◆ **What is being asked**: Pick every line out of the entries below that has the string "background", and copy it.
____
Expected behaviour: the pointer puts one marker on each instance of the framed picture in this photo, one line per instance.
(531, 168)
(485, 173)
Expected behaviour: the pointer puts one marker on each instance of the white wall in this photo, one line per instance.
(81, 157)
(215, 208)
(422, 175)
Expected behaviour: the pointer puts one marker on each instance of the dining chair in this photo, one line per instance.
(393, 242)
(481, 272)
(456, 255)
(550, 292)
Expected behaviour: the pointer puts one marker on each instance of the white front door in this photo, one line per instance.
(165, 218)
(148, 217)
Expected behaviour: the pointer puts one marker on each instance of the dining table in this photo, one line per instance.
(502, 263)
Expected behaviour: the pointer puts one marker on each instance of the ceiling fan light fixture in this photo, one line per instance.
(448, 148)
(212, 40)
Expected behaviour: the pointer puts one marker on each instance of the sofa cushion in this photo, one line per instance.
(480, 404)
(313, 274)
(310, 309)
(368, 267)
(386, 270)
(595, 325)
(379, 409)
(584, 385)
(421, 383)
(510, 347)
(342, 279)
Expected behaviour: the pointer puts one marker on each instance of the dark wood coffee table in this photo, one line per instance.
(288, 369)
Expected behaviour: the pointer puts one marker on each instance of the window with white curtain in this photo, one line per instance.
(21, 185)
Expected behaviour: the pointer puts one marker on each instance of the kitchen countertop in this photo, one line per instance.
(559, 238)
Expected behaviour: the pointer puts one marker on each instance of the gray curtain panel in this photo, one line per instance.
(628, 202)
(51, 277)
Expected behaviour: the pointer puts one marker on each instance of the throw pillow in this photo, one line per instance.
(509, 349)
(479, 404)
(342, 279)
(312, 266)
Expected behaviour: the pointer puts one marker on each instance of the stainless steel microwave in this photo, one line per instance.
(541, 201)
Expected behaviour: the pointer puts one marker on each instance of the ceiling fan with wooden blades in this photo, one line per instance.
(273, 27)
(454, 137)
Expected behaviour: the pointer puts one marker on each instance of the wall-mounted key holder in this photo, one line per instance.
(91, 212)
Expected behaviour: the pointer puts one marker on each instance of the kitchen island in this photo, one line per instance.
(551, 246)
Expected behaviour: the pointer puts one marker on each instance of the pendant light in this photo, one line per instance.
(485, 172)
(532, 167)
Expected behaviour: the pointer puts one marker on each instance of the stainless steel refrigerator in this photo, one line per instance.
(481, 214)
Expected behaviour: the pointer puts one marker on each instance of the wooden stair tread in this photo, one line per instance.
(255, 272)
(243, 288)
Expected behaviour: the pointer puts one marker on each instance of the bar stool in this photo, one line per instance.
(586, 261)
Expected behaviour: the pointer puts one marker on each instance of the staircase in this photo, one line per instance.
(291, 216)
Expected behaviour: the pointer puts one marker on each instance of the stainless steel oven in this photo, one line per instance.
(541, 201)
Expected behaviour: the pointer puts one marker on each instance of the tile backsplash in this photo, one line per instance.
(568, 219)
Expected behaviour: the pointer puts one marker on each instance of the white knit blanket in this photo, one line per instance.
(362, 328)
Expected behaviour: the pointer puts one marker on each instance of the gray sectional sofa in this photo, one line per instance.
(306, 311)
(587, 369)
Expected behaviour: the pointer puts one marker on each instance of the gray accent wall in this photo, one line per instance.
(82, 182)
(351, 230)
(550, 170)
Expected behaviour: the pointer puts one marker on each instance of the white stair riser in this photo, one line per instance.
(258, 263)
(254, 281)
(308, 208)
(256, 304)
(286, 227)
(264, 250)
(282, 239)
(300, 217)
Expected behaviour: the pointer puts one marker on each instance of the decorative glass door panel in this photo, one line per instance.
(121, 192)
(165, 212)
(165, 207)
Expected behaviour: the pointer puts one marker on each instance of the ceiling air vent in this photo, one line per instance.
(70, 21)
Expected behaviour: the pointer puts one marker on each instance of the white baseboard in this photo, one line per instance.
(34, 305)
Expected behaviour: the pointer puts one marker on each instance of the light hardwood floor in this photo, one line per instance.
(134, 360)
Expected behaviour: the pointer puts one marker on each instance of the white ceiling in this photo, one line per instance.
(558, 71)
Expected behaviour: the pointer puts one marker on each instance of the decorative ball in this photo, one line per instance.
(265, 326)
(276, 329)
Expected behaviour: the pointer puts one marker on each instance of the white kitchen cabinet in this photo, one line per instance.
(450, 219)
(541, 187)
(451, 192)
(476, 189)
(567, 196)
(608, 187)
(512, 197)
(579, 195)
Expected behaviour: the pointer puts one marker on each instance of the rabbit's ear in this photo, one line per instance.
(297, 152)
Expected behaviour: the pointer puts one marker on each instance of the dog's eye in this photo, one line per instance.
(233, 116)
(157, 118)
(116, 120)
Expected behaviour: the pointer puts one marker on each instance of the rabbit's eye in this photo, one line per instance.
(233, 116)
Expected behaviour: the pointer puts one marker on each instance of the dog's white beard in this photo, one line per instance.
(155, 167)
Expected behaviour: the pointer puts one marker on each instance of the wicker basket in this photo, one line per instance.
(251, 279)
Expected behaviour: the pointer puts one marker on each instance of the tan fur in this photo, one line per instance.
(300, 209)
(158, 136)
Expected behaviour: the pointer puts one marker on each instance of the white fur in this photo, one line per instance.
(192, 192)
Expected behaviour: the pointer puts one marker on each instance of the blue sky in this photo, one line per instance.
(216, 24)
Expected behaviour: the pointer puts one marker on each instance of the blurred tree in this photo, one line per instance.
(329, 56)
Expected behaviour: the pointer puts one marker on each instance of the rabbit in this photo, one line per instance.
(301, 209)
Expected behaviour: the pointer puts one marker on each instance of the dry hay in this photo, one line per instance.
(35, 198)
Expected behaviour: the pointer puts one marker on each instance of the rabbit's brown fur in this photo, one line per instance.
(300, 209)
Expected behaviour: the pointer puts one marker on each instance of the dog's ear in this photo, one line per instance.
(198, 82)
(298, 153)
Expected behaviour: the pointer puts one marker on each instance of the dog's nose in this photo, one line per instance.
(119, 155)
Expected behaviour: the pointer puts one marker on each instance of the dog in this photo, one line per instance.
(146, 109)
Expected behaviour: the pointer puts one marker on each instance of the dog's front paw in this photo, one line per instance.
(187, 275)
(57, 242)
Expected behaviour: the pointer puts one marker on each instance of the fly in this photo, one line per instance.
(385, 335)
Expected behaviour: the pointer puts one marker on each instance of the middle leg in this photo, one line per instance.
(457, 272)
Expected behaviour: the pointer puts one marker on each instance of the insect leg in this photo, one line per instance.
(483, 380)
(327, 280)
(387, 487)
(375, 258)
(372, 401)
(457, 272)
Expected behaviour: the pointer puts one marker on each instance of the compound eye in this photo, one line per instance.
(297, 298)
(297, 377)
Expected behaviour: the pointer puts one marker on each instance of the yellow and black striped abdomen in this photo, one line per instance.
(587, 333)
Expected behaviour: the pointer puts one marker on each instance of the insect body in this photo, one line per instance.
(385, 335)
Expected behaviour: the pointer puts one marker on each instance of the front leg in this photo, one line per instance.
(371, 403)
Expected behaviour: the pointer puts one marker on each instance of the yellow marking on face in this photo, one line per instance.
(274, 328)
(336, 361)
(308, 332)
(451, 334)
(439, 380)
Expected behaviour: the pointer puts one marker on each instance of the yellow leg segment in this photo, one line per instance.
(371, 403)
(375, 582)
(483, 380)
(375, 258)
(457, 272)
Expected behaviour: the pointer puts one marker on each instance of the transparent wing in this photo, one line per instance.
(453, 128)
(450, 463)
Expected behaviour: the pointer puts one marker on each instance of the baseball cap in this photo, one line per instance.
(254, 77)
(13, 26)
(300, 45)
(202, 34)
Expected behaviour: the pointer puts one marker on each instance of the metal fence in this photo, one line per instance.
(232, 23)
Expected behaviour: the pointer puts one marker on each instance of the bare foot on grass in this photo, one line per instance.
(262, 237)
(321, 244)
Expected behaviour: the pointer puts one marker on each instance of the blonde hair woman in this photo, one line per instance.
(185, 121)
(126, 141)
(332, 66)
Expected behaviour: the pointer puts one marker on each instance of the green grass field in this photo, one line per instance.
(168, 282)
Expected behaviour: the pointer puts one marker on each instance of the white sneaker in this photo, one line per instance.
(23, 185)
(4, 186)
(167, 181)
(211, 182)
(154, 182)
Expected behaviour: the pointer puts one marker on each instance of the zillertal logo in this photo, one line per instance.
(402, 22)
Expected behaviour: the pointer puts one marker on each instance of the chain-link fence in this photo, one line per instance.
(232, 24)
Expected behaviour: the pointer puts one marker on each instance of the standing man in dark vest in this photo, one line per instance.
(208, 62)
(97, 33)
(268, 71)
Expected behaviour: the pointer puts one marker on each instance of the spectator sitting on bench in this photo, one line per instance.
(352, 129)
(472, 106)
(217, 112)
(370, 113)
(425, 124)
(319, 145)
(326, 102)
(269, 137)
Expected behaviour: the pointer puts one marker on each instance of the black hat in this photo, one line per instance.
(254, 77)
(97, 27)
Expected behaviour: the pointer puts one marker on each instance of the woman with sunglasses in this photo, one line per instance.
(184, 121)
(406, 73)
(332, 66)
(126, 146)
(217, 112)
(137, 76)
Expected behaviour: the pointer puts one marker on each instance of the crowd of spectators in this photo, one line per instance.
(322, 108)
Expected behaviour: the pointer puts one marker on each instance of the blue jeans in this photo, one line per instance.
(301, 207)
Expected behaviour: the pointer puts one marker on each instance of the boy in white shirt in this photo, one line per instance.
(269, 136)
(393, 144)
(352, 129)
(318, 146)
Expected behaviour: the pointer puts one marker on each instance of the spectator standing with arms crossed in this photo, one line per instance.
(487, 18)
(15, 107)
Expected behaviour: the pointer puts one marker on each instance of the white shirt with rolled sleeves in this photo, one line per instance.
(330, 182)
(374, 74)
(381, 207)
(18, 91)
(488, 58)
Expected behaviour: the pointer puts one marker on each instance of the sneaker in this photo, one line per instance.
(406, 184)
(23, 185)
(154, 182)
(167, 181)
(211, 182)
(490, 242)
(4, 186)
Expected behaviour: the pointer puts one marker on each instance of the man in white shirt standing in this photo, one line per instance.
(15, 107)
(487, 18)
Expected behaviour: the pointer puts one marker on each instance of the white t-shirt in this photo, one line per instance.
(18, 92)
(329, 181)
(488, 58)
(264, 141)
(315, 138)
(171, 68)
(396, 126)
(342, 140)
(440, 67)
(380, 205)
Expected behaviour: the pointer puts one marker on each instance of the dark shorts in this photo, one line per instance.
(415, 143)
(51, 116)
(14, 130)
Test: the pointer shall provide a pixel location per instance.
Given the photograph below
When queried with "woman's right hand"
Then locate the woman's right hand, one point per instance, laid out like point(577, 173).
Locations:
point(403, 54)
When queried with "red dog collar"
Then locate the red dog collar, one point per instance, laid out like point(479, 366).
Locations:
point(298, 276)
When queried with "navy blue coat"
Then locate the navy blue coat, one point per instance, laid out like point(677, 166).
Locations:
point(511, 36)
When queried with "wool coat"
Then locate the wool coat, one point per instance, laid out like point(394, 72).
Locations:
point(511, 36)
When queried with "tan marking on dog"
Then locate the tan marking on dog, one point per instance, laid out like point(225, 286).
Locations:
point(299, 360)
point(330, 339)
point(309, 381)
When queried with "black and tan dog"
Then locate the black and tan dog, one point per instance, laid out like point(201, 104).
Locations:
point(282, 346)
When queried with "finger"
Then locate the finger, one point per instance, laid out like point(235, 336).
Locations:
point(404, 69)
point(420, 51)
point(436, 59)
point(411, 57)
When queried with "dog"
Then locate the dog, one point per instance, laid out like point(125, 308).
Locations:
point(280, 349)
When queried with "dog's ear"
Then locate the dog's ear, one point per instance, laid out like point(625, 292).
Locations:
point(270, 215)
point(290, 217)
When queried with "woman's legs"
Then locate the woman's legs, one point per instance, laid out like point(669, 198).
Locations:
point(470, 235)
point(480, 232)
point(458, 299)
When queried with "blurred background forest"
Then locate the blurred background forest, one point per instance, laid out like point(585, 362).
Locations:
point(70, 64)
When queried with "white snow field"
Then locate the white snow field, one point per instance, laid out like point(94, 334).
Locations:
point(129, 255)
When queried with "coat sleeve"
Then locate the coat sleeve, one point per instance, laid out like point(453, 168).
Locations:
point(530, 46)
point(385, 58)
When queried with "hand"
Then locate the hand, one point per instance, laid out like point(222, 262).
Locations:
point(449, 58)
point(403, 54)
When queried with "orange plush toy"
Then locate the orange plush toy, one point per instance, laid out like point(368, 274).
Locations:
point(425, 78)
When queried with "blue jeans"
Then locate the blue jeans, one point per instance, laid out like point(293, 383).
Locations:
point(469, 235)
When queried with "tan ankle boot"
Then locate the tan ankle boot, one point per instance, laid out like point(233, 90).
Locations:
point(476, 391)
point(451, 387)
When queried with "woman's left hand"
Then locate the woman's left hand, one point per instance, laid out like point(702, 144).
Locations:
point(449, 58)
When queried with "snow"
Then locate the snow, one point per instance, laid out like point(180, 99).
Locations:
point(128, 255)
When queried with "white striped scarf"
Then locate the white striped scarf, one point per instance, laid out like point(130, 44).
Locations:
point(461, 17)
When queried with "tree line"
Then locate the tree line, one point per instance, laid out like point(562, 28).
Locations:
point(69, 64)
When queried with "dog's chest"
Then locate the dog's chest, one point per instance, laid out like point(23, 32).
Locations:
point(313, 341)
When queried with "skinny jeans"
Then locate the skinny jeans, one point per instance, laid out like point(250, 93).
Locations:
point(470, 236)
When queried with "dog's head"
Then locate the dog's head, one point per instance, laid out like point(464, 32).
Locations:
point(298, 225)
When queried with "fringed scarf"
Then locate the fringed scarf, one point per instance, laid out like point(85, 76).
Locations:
____
◆ **Response below**:
When queried with "blurred background forest"
Then locate the blurred background forest, one point per instance, laid out like point(585, 362).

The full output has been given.